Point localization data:
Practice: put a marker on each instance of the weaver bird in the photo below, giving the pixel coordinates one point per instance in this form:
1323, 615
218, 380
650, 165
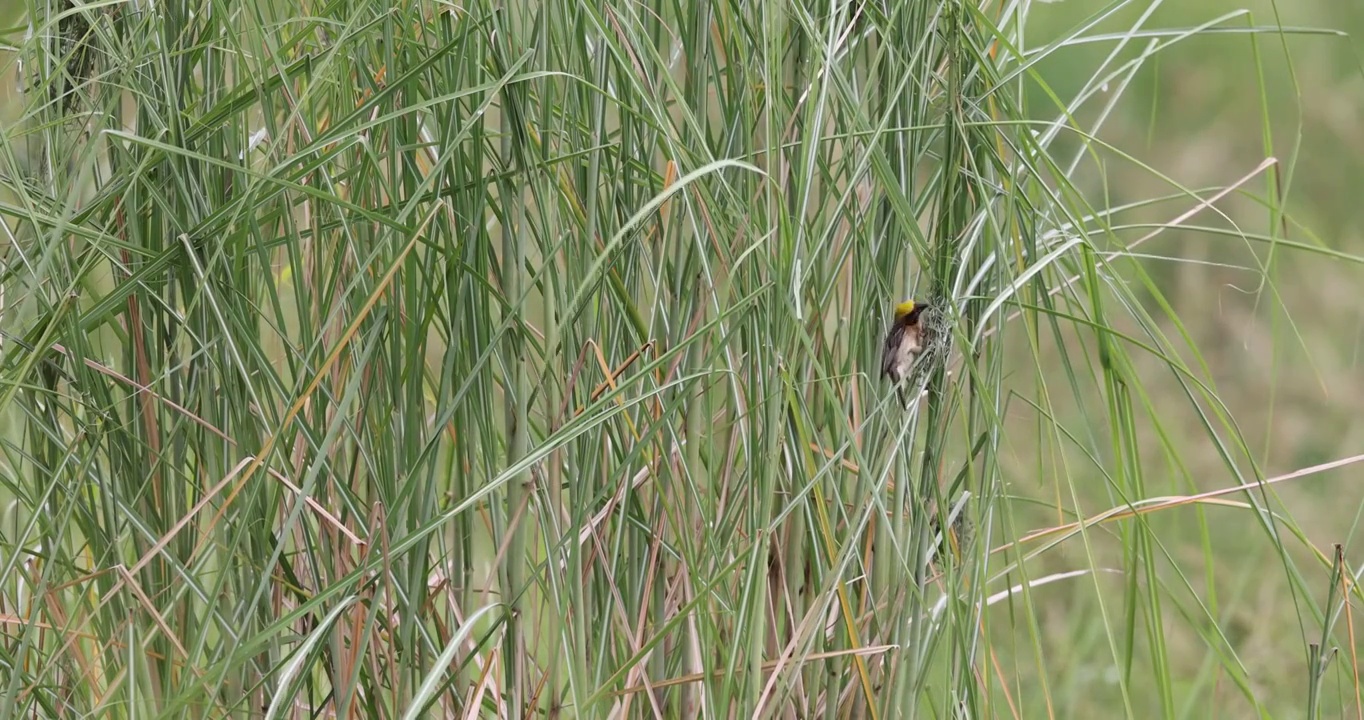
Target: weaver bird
903, 341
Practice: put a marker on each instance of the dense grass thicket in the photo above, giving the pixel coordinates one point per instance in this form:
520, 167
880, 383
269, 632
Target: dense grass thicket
521, 359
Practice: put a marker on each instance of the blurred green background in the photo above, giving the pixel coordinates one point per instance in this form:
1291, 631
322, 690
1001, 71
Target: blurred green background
1285, 351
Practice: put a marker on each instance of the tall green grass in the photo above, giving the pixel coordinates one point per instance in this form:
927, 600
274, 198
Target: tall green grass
419, 359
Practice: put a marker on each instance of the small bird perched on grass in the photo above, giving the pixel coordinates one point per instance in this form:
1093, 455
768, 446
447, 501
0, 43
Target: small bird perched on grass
903, 341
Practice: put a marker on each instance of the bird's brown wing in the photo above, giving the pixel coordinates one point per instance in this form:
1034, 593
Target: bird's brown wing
892, 349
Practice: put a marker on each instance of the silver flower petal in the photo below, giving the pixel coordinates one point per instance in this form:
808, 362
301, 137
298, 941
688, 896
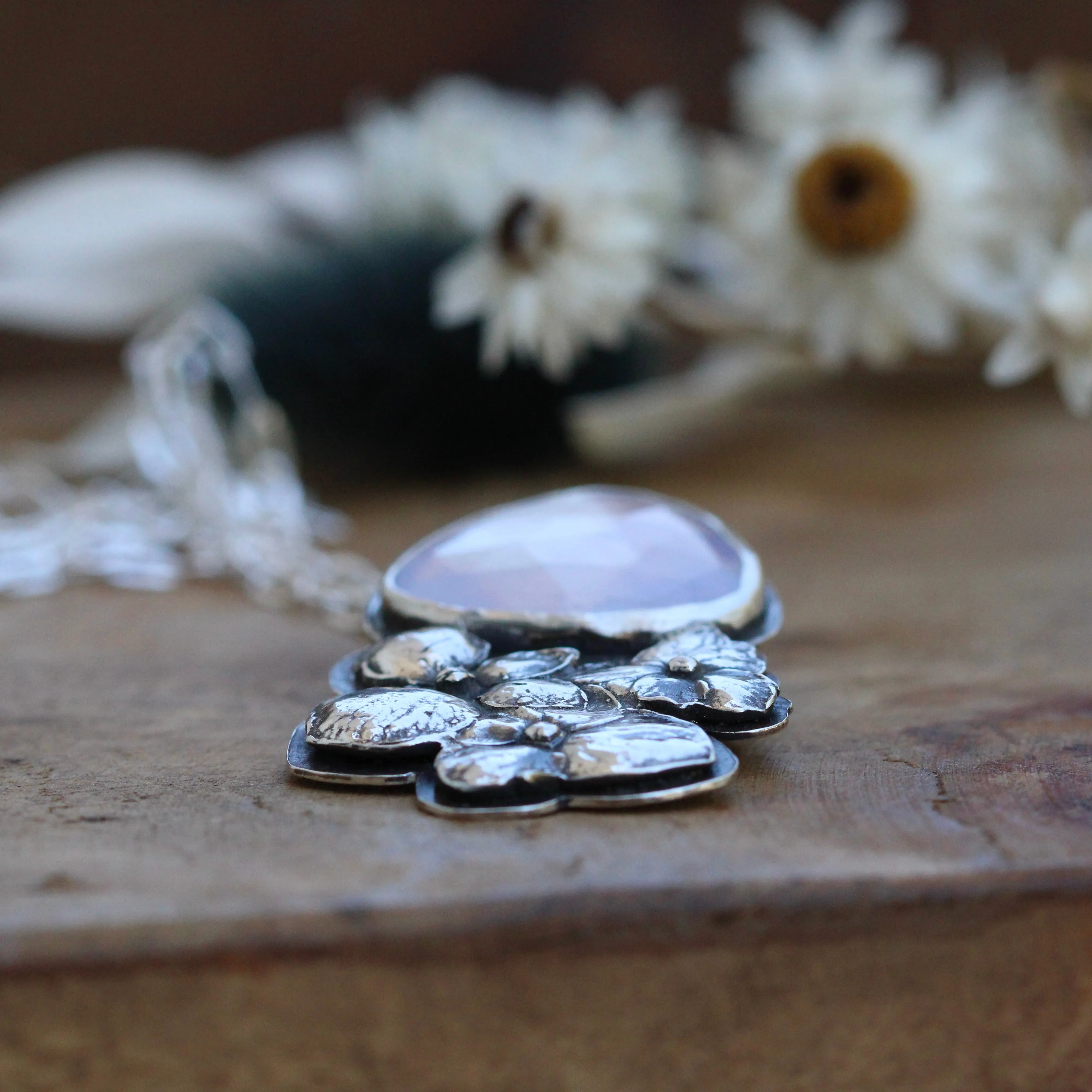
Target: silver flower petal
493, 731
387, 720
707, 645
526, 666
537, 694
478, 768
710, 696
638, 745
421, 657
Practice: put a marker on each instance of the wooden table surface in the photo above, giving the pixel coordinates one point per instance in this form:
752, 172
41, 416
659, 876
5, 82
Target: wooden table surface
894, 894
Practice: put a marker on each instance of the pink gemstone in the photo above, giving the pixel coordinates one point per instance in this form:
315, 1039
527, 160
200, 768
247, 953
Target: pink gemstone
594, 550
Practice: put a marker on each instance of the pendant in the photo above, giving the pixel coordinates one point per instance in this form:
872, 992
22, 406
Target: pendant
592, 648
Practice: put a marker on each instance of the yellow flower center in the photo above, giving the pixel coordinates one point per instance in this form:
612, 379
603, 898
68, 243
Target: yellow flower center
854, 200
528, 230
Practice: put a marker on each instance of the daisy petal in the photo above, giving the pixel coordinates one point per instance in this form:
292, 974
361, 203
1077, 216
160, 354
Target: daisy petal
97, 246
1018, 358
1074, 376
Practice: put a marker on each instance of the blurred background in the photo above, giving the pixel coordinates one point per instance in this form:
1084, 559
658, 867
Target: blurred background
222, 76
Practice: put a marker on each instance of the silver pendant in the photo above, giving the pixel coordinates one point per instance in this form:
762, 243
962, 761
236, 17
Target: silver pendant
594, 648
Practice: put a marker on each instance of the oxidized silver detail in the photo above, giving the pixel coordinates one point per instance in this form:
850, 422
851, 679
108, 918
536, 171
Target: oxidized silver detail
388, 719
537, 694
526, 666
698, 673
537, 730
421, 658
596, 798
331, 766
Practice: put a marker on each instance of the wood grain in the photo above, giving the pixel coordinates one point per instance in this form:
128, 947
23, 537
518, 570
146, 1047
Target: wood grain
917, 846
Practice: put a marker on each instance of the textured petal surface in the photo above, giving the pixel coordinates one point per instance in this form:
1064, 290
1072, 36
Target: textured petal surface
468, 769
387, 719
640, 745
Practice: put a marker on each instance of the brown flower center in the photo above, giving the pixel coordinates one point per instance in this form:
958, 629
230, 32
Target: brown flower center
854, 200
528, 230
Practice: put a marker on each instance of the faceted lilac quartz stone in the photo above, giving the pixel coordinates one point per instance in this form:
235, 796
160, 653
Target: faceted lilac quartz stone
595, 551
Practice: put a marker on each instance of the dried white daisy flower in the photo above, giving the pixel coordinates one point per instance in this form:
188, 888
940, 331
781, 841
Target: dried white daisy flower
801, 78
1057, 328
576, 245
447, 158
868, 218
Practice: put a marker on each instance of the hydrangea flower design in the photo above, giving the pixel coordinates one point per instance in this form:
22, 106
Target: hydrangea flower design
532, 732
699, 674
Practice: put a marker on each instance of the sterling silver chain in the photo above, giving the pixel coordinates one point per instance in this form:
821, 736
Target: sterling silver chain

YOUR OBJECTIVE
Among the entries, count how many lines hold the string "sterling", then state only that number.

ANSWER BELOW
2